Rewrite the records below, changing each "Marked points" to "Placed points" and leaving every other character intact.

Material shown:

══════════

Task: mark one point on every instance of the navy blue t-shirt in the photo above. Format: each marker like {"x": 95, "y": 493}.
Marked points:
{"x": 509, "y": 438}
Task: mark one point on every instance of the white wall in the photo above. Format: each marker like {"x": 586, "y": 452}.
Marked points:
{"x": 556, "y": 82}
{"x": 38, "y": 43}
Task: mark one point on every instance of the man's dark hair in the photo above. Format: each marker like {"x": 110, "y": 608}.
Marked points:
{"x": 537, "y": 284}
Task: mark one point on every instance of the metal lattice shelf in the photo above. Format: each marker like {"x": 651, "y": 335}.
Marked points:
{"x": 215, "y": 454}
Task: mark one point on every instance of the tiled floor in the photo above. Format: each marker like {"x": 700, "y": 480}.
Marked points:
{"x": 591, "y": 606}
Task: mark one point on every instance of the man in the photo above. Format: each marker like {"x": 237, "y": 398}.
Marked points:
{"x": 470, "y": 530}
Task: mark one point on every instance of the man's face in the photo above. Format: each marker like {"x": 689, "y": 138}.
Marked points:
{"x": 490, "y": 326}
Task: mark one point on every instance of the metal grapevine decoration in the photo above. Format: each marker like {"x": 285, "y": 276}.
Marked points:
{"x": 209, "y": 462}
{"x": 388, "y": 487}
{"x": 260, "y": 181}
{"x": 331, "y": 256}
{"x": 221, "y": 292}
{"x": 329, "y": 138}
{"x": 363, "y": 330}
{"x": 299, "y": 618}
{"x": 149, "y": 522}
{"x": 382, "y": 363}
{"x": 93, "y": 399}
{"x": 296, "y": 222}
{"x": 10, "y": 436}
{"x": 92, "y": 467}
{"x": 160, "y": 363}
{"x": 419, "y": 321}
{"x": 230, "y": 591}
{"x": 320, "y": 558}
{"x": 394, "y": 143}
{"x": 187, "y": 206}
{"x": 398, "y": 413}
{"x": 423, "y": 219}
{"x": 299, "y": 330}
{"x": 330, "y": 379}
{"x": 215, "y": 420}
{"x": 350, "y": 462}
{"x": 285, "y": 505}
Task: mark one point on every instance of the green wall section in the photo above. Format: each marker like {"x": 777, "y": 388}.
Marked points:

══════════

Solution below:
Task: mark one point on every instance of the navy blue t-shirt in the photo above. Format: each marker like {"x": 95, "y": 493}.
Placed points:
{"x": 509, "y": 438}
Task: mark one point on every instance of the white wall in the photo above. Format: each marker like {"x": 586, "y": 452}.
Placed points:
{"x": 556, "y": 82}
{"x": 38, "y": 43}
Task: mark one point on every instance of the man's dark hair in the photo above. Format: each marker like {"x": 110, "y": 608}.
Placed points:
{"x": 537, "y": 284}
Task: mark one point on every instance of the metal lattice shelf in the photo above. Format: each marker like {"x": 651, "y": 335}.
Placed points:
{"x": 215, "y": 454}
Task: mark one point on every instance of the tiled floor in the photo above. Format: each marker like {"x": 700, "y": 480}.
Placed points:
{"x": 591, "y": 606}
Task: mark one point on every instance of the man in the photo above. Format: each marker like {"x": 237, "y": 398}.
Placed points:
{"x": 470, "y": 530}
Task: mark one point on every instance of the man's face in the photo above. Format: each marker like {"x": 689, "y": 138}.
Placed points:
{"x": 490, "y": 326}
Task: mark one point on every instance of the metal grapevine decoration in the photo above. Format: each marker like {"x": 285, "y": 276}.
Placed points:
{"x": 209, "y": 462}
{"x": 388, "y": 487}
{"x": 260, "y": 181}
{"x": 331, "y": 256}
{"x": 221, "y": 292}
{"x": 329, "y": 138}
{"x": 363, "y": 330}
{"x": 299, "y": 618}
{"x": 149, "y": 522}
{"x": 382, "y": 363}
{"x": 93, "y": 399}
{"x": 296, "y": 222}
{"x": 10, "y": 436}
{"x": 92, "y": 467}
{"x": 160, "y": 363}
{"x": 419, "y": 321}
{"x": 230, "y": 591}
{"x": 320, "y": 558}
{"x": 394, "y": 143}
{"x": 187, "y": 206}
{"x": 398, "y": 413}
{"x": 423, "y": 219}
{"x": 299, "y": 330}
{"x": 330, "y": 379}
{"x": 215, "y": 420}
{"x": 350, "y": 462}
{"x": 285, "y": 505}
Task: mark one point on every instance of the green wall section in the photo above. Format: each marker like {"x": 777, "y": 388}.
Placed points:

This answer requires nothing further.